### ЦЕЛЬ:
Перепишите все пункты ниже, заменив «Exercise» на «Task» и не меняя остального. Картинки в ответ не включайте.

^^^^

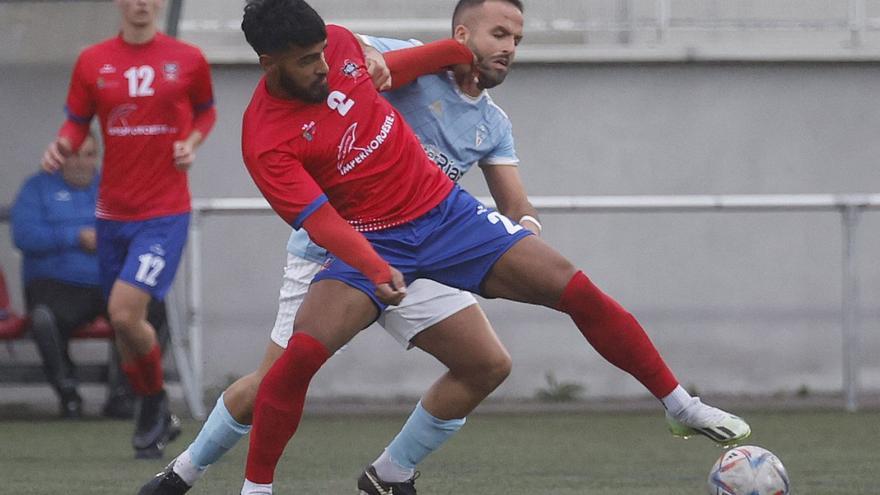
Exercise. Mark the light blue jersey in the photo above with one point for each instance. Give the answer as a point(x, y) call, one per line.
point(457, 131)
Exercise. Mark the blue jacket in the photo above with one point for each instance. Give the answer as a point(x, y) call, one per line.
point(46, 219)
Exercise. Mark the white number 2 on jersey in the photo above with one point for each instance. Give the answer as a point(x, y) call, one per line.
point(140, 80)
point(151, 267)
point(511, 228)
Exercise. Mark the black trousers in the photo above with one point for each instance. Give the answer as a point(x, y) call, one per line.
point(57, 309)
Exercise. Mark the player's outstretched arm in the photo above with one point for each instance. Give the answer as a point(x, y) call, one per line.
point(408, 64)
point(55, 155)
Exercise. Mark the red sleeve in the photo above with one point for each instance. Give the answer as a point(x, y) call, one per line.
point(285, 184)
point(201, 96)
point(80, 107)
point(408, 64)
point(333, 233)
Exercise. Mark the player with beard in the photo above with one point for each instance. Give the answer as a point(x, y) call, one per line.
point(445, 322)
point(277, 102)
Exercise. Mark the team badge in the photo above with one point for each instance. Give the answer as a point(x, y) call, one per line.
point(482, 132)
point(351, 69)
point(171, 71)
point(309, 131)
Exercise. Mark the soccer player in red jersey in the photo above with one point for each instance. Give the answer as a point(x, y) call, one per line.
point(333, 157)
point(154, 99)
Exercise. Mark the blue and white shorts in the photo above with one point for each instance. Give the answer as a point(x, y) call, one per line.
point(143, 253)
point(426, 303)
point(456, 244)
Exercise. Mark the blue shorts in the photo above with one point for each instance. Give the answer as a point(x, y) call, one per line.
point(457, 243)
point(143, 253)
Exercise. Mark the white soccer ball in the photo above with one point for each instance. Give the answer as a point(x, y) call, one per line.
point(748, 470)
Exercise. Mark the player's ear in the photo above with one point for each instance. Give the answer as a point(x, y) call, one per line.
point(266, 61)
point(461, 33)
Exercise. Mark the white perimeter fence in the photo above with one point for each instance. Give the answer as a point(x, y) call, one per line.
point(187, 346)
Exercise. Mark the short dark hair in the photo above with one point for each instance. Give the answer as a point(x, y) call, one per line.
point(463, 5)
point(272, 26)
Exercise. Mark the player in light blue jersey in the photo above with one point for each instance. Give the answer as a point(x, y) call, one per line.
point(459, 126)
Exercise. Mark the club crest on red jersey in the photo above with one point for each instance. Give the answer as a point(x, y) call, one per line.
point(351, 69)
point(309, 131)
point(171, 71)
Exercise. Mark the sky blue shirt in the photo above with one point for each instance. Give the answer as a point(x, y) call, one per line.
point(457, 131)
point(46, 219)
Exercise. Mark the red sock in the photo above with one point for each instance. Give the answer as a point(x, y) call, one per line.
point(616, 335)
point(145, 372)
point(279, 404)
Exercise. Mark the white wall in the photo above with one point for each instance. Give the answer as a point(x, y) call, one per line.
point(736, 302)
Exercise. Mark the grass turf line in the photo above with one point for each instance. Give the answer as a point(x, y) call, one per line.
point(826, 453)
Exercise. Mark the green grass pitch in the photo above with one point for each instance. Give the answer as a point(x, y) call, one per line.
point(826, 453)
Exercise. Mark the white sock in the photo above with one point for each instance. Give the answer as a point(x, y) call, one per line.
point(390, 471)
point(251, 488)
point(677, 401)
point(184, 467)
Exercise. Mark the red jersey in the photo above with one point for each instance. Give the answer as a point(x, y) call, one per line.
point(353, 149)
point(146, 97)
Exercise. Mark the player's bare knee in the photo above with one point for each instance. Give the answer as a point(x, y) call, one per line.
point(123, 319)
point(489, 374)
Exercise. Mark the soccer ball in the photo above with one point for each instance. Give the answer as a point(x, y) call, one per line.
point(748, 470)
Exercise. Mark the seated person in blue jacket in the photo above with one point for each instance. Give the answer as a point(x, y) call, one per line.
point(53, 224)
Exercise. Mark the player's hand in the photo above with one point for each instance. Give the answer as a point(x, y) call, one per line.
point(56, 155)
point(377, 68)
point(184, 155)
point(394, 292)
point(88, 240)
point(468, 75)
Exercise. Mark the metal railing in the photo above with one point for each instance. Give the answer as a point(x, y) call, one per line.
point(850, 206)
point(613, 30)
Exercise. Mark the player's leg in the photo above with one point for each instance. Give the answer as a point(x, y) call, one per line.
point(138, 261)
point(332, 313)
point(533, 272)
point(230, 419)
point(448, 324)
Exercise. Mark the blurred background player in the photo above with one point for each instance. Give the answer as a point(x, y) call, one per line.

^^^^

### ПИСЬМЕННЫЙ ОТВЕТ:
Task. Mark the light blue jersey in the photo above with one point for each instance. Give the answer as a point(x, y) call, one per line.
point(457, 131)
Task. Mark the blue jacket in the photo above with one point for each instance. Give the answer as a point(x, y) call, one per line.
point(46, 219)
Task. Mark the white number 2 on jersey in the photo above with one point for each instance. Give the answer as a point(x, y) call, one per line.
point(140, 80)
point(151, 267)
point(511, 228)
Task. Mark the black trousers in the photo above with one point for each instance. Give the answer as a point(x, y) call, one per line.
point(57, 309)
Task. Mark the player's outstretched arm in the photo above with one point for each instance. Give the answer as a point(x, y) call, one per line.
point(408, 64)
point(55, 155)
Task. Mark the red sleeve in the photo above with one point for each instance. Give the answer as a point(x, y) call, one per line.
point(285, 184)
point(201, 96)
point(80, 107)
point(408, 64)
point(333, 233)
Task. Mark the player with beard in the photo above with one point for each instance. Give the answer as a point(x, y) call, one per line.
point(445, 322)
point(277, 102)
Task. Mark the team badge in the photo above with one point for each instance. Give the answer as a point(x, y) call, one per line.
point(482, 132)
point(351, 69)
point(171, 71)
point(309, 131)
Task. Mark the soccer player in red jersey in the photo above with one point for each instance. Give the answer as a point(x, y) call, one per line.
point(333, 157)
point(154, 99)
Task. Mark the blue and white shorts in the photo above with one point for each instance. Give the answer as a point(x, y) call, one per line.
point(143, 253)
point(426, 303)
point(456, 244)
Task. Mark the blue shorts in the photo above with one point for each instance. Give the answer as a point(x, y) call, one per line.
point(457, 243)
point(143, 253)
Task. Mark the white soccer ball in the photo above with one point for each instance. Give the answer as a point(x, y) call, one per line.
point(748, 470)
Task. Mark the player's ear in the photo above with one point for each instance. Give the answer as a point(x, y) call, one per line.
point(266, 61)
point(461, 33)
Task. Mark the white perimeter fence in the photo above with one point for each instance. Give the answer as a point(x, y) call, one per line.
point(187, 346)
Task. Mark the short dark hair in the photo above with one point for each instance. Give the answer as a point(x, y) call, one per line.
point(463, 5)
point(272, 26)
Task. Mark the player in light blue jersey in the photo above with one point for each instance. Give the answer as a point(x, y) call, one per line.
point(459, 126)
Task. Mark the club crest on red jersey in the photo above with one point for each instance. Give the answer as a point(x, y) call, one per line.
point(351, 69)
point(309, 131)
point(171, 71)
Task. Mark the sky blue shirt in the photo above with one point for each instance. Give the answer as a point(x, y) call, one per line.
point(457, 131)
point(46, 219)
Task. Mark the red sock in the photo above with one point for each instance. Give the answer as a point(x, y) call, one per line.
point(616, 335)
point(145, 372)
point(279, 404)
Task. Mark the white wall in the photo above with one point for each instance. Give the answer as a point(x, y) call, one per line.
point(736, 302)
Task. Mark the grass turf line in the photo above with one point for each instance. Give the answer as a point(x, y) call, one per line.
point(826, 453)
Task. Mark the green grass pitch in the photo above with one point for each instance. Give the answer as a point(x, y) call, one per line.
point(826, 453)
Task. Mark the white sock in the photo above with one point for each instance. Give the answer as a point(x, y) call, one per line.
point(390, 471)
point(251, 488)
point(677, 401)
point(184, 467)
Task. Mark the red jersey in the photo above with one point for each instance. Give the answer as a point(x, y) call, one per line.
point(353, 149)
point(146, 97)
Task. Mark the player's bare knee in the photo above with one point for each instance. Give the answer as a point(x, y) call, one per line.
point(123, 319)
point(489, 374)
Task. Mark the soccer ball in the photo above with one point for each instance. Give the answer as a point(x, y) call, one per line.
point(748, 470)
Task. Mark the seated person in blue jacket in the photo above with one point for each instance. Give the answer as a point(x, y) call, one per line.
point(53, 224)
Task. Mark the player's hand in the photo above with one point for each instance. Give the answer as a point(x, y) call, one per line.
point(56, 155)
point(377, 68)
point(184, 155)
point(394, 292)
point(88, 240)
point(468, 75)
Task. Mark the metal railing in the photo above with one point for each instance. Give the answer as a point(x, y) call, one per line.
point(850, 206)
point(613, 30)
Task. Mark the player's leg in the photo above with one point for each instance. Give the answer as a point(x, y) call, one per line.
point(138, 261)
point(332, 313)
point(533, 272)
point(230, 419)
point(448, 324)
Task. Mark the blurred background player in the photo above with one point for each instance. Give the answer as a point(x, y) call, one per line.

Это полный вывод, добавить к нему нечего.